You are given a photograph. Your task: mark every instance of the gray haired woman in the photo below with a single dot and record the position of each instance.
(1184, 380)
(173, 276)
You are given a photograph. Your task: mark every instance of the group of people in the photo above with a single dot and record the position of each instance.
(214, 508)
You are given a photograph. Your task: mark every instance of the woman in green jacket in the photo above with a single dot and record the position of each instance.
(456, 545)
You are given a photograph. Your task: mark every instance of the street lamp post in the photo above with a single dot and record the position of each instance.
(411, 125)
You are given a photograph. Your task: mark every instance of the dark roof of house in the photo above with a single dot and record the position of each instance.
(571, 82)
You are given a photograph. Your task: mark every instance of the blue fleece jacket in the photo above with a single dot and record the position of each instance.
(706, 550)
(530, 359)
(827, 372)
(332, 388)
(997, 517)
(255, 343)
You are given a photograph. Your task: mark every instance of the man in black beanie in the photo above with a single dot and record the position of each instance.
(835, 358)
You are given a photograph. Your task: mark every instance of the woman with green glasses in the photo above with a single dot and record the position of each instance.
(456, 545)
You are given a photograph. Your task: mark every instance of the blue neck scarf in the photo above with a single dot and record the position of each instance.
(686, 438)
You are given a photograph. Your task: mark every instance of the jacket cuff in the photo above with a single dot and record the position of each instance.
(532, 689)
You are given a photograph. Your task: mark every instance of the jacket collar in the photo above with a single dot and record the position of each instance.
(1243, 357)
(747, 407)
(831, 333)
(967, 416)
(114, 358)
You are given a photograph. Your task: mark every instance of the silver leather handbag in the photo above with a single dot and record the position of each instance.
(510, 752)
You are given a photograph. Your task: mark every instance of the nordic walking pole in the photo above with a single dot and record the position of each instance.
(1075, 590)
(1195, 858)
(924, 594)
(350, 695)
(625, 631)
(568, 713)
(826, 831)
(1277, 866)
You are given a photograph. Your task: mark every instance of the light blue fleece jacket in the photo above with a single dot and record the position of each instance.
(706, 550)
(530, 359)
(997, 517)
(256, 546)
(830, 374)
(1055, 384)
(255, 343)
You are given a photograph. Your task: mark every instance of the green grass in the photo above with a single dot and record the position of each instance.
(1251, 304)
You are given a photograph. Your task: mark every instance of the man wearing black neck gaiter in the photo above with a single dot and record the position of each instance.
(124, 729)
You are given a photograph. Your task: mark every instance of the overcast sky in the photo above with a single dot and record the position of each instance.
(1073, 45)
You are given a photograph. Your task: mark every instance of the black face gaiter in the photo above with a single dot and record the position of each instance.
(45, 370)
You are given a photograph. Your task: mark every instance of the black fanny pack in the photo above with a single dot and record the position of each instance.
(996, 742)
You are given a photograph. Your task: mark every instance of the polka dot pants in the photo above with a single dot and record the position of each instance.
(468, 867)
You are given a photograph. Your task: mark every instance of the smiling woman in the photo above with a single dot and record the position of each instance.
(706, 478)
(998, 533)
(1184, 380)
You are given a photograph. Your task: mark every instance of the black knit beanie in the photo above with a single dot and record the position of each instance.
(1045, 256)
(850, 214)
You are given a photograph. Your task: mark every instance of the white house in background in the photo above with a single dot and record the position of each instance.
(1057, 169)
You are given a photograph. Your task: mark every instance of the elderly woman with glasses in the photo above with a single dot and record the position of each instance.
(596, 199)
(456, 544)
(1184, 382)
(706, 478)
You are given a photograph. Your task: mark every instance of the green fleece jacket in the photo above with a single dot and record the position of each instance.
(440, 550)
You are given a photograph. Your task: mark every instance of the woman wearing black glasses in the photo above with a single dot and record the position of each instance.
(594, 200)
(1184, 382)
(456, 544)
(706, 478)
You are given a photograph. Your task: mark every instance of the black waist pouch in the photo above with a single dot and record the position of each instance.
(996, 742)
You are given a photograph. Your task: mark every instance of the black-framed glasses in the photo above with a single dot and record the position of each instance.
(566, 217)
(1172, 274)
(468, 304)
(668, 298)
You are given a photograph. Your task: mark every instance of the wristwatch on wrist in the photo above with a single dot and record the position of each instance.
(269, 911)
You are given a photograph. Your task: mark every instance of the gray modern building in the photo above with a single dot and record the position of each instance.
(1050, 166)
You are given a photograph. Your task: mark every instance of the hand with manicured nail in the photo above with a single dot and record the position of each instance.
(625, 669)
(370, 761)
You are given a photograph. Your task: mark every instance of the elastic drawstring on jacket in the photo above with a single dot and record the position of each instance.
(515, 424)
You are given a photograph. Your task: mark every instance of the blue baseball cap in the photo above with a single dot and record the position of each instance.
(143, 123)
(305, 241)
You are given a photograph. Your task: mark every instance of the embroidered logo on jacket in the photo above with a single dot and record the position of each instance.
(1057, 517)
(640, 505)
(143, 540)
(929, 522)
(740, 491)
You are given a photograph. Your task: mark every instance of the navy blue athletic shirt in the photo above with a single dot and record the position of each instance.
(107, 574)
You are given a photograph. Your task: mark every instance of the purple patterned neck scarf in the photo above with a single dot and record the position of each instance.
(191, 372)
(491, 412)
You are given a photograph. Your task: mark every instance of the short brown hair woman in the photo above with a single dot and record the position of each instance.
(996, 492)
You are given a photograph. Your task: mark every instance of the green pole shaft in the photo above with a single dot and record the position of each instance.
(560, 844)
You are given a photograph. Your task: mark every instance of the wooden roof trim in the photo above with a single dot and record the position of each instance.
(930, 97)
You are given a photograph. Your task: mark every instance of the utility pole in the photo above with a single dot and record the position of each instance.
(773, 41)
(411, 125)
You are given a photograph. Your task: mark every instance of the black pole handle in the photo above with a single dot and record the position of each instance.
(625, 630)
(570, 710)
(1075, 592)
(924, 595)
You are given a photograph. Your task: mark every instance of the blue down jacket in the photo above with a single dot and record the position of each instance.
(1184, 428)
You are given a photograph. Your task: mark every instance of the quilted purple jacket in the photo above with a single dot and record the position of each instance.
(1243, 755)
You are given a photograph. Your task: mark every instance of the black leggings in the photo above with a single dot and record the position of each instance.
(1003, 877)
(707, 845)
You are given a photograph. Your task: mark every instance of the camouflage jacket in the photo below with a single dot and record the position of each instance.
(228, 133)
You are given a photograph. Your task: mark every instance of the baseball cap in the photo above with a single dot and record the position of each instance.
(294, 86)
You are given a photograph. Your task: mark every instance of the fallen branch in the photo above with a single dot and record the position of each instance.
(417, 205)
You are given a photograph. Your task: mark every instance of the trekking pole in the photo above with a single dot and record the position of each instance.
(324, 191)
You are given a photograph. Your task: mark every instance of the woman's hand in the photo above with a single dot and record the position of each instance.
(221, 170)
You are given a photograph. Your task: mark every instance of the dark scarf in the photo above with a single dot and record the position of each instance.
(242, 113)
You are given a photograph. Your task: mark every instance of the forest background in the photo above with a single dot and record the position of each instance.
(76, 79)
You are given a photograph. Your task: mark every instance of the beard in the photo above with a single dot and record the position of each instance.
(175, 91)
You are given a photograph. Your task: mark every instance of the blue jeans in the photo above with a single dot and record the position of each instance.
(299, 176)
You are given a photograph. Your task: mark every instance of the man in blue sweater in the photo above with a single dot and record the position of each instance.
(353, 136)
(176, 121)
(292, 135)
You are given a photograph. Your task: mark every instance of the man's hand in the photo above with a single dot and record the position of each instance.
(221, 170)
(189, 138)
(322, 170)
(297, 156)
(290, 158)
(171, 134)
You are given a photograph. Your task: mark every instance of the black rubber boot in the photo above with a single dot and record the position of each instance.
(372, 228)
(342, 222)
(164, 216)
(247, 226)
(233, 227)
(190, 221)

Assigned task:
Make a verbatim copy of every entry shown above.

Exercise result:
You are given a photograph. Your task: mark every instance of the gray haired woman in the photo below with a single dot and record the position of each instance.
(1184, 380)
(173, 276)
You are given a photograph. Your task: mark every instance of the group of people in the photo above with a single dot and record the position of each instance.
(214, 508)
You are given a photograph. Your task: mark every instance of the woman in green jacket in the photo above with a single dot and record the position of each instance.
(456, 545)
You are given a photograph. Your task: mark every instance of the street lamp post in the photo above with a single dot and record the position of each instance.
(411, 125)
You are given a photograph. Your task: mark every instance of the dark roof of house in the photo above with a single dot and record the position of each instance.
(571, 82)
You are given a photograph. Your task: mark every instance of the blue fleece jacket in the photo above with a single dot and record the position of each instance.
(706, 550)
(530, 359)
(827, 372)
(332, 388)
(997, 517)
(255, 343)
You are given a photograph. Your task: mark every instance of the man in black beanie in the photo above with a single dot and record the position of each instance.
(835, 358)
You are given a photograph. Your task: mark every instance of the woman with green glasses in the photo above with a single dot and record the position of each instance.
(456, 545)
You are given a photograph. Your task: mark every instance of the blue neck scarf in the photo above with a single dot and record the position of each instance.
(686, 438)
You are given a photograph. Your task: mark every instance of the jacket cuff in the photo above with a single dot and record the position of each instance.
(532, 689)
You are given a photograph. Your task: mark every instance of the jacket collar in the photo above with a single dot and record the position of each instance.
(1243, 357)
(747, 407)
(831, 333)
(967, 416)
(114, 358)
You are given a photograph. Your task: mark every instance of the silver leather handbag in the photo above with a single dot and record the position of each instance.
(510, 752)
You are given a photograph. Your task: mark every instance of the nordic walking pole in the photo above with a single dot and record the position of each instance.
(1075, 590)
(1195, 858)
(924, 594)
(350, 695)
(625, 631)
(568, 713)
(826, 831)
(1277, 866)
You are given a photograph. Your task: mark every instance of the light blue fleece jacket in the photo above with a single dot and record the position of each instance.
(706, 550)
(530, 359)
(997, 517)
(256, 546)
(830, 374)
(1055, 384)
(255, 343)
You are given a photograph. Your task: mark every instance of the green grass in the photo above with a single dot and record the position of each instance.
(1251, 304)
You are given a photograph. Your task: mark every instance of the man wearing black neck gaiter in the photo above with a single dot and record the position of each instance.
(124, 729)
You are given a photograph. Your task: mark every instance of the overcast sky in the photo above with a single dot and record the position of each instance.
(1073, 45)
You are given a photograph. Your task: mark every instance of the black face gaiter in the photo above with a single dot and record the position of each instance.
(45, 370)
You are given a photograph. Your task: mark every instance of the black fanny pack in the photo above with a single dot and record the position of each instance.
(996, 742)
You are given a photograph. Your task: mark every instance of the polka dot pants in the photo above with a single dot and record the position of each instance.
(468, 867)
You are given a photograph. Your task: mark every instance of the smiling woman in the photo above with a single dot and record the position of each instance.
(706, 478)
(998, 533)
(1184, 380)
You are given a photograph. Your task: mark every instance of the black knit beanie in the photo above with a single dot and record the position of each instance.
(1045, 256)
(850, 214)
You are given a photograph. Your task: mark every instance of the white house in background in the photo above with a single dot and record the position of each instance.
(1057, 169)
You are given a photograph. Your task: mark every instance of the elderly woman with glasses in the photo above with a single dot and record the position of each instance.
(596, 199)
(456, 544)
(1184, 382)
(706, 478)
You are given a photograph. Your task: mark every instance of the green fleece jacket in the photo above with a single dot and record the position of each instance.
(440, 550)
You are given a photograph. Your task: mark every instance of the woman wearing black glasses in the photo above with a single dot and record the position of each instance.
(594, 200)
(1184, 382)
(456, 544)
(706, 478)
You are given a photograph. Your task: mark every instance of the black waist pouch in the photo above with a single dot and record the position of each instance.
(996, 742)
You are given a photograph. Your task: mark every instance of the black-framed glasses in the photo above with a single dot and record the position of each instance.
(566, 217)
(1172, 274)
(468, 304)
(668, 298)
You are given a photograph. Your task: mark every instance of the wristwatch on wrist in the photo above with a single dot and record the position of each instance.
(269, 911)
You are given a photograph. Your task: mark every instance of the gray modern building in the photo above with a single dot and record the position of each instance.
(1050, 166)
You are given a photograph. Your task: mark every instance of the hand with manicured nail in the photo above with a single dot and record the position of each instance.
(625, 669)
(370, 761)
You are given a photograph. Your task: mark every instance of the elastic drawstring on jacket in the photo above with a single dot and record the position of each instance.
(515, 424)
You are given a photograph. Your task: mark every instance of the blue baseball cap in the photo above with a single dot and record the position of each instance.
(143, 123)
(305, 241)
You are given a photograph. Your task: mark every instance of the embroidered logo on jacket in the photo above with a single dot and record the position of each instance.
(1057, 517)
(640, 505)
(143, 540)
(929, 522)
(740, 491)
You are given a photograph. Your task: mark every instance of the navy blue athletic shirt in the photo above with a single dot and record the position of each instance.
(107, 574)
You are given a photograph. Your task: mark every instance of the purple patterned neck scarf in the photo above with a single dot and record the position of each instance.
(191, 372)
(491, 412)
You are given a photograph. Your task: mark every instance of the short brown hair woman in the photo above with a single dot and record the position of each instance.
(996, 492)
You are given a photograph. Your task: mark every instance of the green pole shaft in the photo above with a single dot and record the position of each instance.
(560, 844)
You are given a photograph. Your task: mark every instance of the wooden roof trim in the photo above with a single dot and record the position of each instance.
(930, 97)
You are given a photograph. Your task: mark every instance of the utility pole in the photo above with a single dot and record the position of each instance.
(773, 41)
(411, 125)
You are given a photograph. Your task: mark every instance of the black pole handle in the photo above with a single dot and record the position of each instance.
(625, 630)
(570, 710)
(1075, 592)
(924, 595)
You are given a photograph. Your task: mark every instance of the blue down jacket in the photo above with a single dot and record the position of each instance.
(1184, 428)
You are given a photograph. Your task: mark every instance of the quilted purple jacket in the photo above with a single dot and record the position of each instance.
(1243, 755)
You are given a photograph. Your task: mark every instance of the black leggings in the photo above with a single dot and record the position of each instance.
(1003, 877)
(707, 845)
You are given a photograph. Your task: mark every instance of the camouflage jacket in the photo below with a single dot and record the position of each instance.
(228, 133)
You are given a photograph. Your task: mark every instance of the baseball cap in the photo above with a single dot and record the position of each instance.
(294, 86)
You are given a photograph. Your task: mark every instance of the fallen branch in the photo above with a single dot and record the position of each instance.
(417, 205)
You are given a photograph. Your task: mark every instance of the trekking pole in the photo above with a single dot and record the position of each instance.
(324, 191)
You are given a photograph. Your task: mark every instance of the woman's hand in the photo above with a single dot and record the position of each instance.
(221, 170)
You are given a photograph. Your task: mark every instance of the dark scarf in the photo above with a single dot and record the position of each instance.
(242, 113)
You are given a photograph. Your task: mark every instance of the forest background in the photo above with a single dot and record the position of each instance.
(76, 79)
You are given a photograph. Your task: mark every instance of the beard in the photo above with a single dot and record the position of each instance.
(175, 91)
You are given a photograph. Your task: mark every instance of the blue jeans in the photo above with a single dot and record the position of each instance.
(299, 176)
You are given a photograph. Your task: mark every instance of the man in blue sweater in the photo above with a single dot and record the position of each instance.
(353, 136)
(176, 121)
(292, 135)
You are given a photograph. Your task: mark every instance of the man's hand in the photo above with a single dot and record the position of each instance.
(221, 170)
(189, 138)
(322, 170)
(297, 156)
(290, 158)
(171, 134)
You are given a photograph. Your task: mark every instance of the black rubber boot in the photo above with a single dot and record the position of each instance.
(372, 228)
(342, 222)
(164, 216)
(247, 226)
(233, 227)
(190, 221)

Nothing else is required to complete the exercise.